### Estratto scelto
10 anni fa non l'avrei mai voluto uno cosi, ad oggi ben venga.


----------



## 7AlePato7 (20 Ottobre 2013)

Io lo vorrei eccome... Pastore dietro Balotelli, con Honda a destra e El Shaarawy a sinistra.


----------



## 7AlePato7 (20 Ottobre 2013)

alexrossonero ha scritto:


> Bisogna anche dire che un trequartista vero e proprio al momento non lo abbiamo, intendo uno da ultimo passaggio, con 'occhi dietro la schiena'.
> 
> Kakà non è un passatore vero e proprio e ha perso smalto e molta quantità, per me potrebbe rendere meglio da seconda punta.
> Birsa ieri sera ha giocato partendo da destra ed in effetti nasce come ala e nemmeno lui è un classico 'dieci'.
> ...


Concordo... bisogna provare a schierare qualità in campo, basta zappatori che non sanno fare due passaggi di fila.


----------



## Hammer (20 Ottobre 2013)

Tecnicamente è mostruoso, ma psicologicamente sembra essere disastroso. Se davvero fosse così fragile, non credo che il Milan potrebbe essere il club giusto per lui.


----------



## Jino (20 Ottobre 2013)

Hammer ha scritto:


> Tecnicamente è mostruoso, ma psicologicamente sembra essere disastroso. Se davvero fosse così fragile, non credo che il Milan potrebbe essere il club giusto per lui.



Partendo dal presupposto che non è chissà quale fuoriclasse ed è evidente che i 40 mln pagati per lui non erano affatto specchio del suo valore parliamo comunque di un ottimo giocatore, sopratutto tecnicamente. Io credo che lui dopo una prima ottima stagione a Parigi si sia perso sopratutto per motivi tattici. Hanno cambiato modulo, il trequartista non è più previsto. Farlo giocare esterno d'attacco o in mezzo al campo è evidente che ne ha limitato il valore.


----------



## Djici (20 Ottobre 2013)

4231 con eslha-pastore-honda dietro a mario...


----------



## Snape (20 Ottobre 2013)

E' gia nostro


----------



## juventino (20 Ottobre 2013)

Forse il giocatore più sopravvalutato ed eccessivamente incensato che abbia mai visto.


----------



## Snape (20 Ottobre 2013)

juventino ha scritto:


> Forse il giocatore più sopravvalutato ed eccessivamente incensato che abbia mai visto.



Ti confondi col pirlo periodo juve


----------

### Materiale estratto
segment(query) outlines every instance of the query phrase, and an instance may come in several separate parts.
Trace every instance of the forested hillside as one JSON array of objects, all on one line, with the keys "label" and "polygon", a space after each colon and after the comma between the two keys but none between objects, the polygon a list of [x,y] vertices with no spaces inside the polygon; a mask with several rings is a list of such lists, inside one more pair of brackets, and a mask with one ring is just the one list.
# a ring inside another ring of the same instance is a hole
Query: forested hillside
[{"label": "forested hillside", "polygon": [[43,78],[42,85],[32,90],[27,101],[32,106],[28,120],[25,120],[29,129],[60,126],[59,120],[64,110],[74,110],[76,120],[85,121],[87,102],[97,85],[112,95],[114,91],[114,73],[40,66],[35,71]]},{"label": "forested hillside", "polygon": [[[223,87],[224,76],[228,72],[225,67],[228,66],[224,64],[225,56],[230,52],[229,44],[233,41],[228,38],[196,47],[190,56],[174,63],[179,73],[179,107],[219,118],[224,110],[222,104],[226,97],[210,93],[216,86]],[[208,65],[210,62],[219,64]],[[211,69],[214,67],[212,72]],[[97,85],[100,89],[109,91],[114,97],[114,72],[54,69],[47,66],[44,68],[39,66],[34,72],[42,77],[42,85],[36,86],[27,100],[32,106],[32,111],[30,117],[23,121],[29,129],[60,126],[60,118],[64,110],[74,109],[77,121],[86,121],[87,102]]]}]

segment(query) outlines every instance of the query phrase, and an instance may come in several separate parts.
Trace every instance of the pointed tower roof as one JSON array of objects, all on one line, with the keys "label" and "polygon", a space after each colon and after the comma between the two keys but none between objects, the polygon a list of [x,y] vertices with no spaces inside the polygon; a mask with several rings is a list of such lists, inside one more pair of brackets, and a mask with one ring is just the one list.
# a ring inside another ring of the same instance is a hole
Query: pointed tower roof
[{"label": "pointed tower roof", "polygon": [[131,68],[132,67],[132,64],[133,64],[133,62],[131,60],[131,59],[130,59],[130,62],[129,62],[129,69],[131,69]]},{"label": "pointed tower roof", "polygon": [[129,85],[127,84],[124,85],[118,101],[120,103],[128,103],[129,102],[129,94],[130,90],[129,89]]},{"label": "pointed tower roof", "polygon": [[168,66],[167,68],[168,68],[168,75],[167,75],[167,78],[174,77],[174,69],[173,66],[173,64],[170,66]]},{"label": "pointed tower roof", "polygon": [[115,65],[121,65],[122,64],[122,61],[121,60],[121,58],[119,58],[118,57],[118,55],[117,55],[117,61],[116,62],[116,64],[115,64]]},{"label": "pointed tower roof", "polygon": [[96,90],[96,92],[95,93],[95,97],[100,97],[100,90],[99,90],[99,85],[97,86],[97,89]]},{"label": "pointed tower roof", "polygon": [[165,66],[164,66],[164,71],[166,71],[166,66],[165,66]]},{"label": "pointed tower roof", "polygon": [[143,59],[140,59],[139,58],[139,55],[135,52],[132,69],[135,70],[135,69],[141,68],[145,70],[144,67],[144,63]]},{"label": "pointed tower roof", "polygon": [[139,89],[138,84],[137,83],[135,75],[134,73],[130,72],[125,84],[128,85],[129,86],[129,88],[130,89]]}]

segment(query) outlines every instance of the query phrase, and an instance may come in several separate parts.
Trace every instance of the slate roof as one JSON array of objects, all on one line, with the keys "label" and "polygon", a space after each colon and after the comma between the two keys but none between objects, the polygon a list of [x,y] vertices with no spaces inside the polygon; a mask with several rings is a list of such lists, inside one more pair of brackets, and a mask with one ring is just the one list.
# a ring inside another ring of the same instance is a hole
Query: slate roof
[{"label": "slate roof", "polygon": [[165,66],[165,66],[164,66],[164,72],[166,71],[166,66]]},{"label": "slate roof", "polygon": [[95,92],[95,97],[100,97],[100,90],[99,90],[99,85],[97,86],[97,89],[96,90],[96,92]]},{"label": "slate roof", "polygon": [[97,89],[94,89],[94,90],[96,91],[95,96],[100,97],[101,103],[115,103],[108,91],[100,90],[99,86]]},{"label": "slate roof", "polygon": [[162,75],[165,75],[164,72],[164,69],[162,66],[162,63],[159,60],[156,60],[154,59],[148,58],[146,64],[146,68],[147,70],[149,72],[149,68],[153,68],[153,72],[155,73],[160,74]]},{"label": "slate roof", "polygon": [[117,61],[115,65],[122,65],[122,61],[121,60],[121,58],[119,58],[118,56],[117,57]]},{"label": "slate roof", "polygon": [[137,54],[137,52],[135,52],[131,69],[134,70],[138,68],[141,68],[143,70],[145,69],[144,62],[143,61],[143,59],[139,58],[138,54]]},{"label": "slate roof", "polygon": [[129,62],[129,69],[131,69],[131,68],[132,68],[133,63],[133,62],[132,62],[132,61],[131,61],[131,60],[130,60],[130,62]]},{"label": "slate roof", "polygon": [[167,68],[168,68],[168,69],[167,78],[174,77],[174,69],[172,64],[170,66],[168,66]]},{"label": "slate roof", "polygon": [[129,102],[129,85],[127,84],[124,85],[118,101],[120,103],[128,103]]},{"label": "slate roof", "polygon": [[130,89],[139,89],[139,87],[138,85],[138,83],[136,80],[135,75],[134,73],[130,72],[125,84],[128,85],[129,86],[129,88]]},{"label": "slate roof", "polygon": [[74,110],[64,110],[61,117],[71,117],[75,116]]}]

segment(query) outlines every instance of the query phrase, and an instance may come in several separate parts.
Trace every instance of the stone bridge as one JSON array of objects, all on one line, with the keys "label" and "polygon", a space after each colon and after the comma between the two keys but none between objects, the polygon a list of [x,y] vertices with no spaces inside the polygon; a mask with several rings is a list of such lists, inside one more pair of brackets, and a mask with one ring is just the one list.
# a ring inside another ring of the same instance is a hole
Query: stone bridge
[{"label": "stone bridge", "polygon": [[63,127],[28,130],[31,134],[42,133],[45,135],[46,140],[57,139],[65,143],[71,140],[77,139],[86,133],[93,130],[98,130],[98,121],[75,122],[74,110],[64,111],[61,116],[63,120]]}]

### Compiti
[1] Nella discussione, quanti milioni secondo Jino sono stati pagati per il giocatore?
[2] Nella discussione, perché secondo Jino il giocatore si è perso dopo una prima ottima stagione a Parigi?
I record non servono per rispondere.

### Soluzioni
[1] 40 milioni.

[2] Secondo Jino si è perso soprattutto per motivi tattici: è stato cambiato modulo e il trequartista non è più previsto. Farlo giocare come esterno d'attacco o in mezzo al campo ne ha limitato il valore.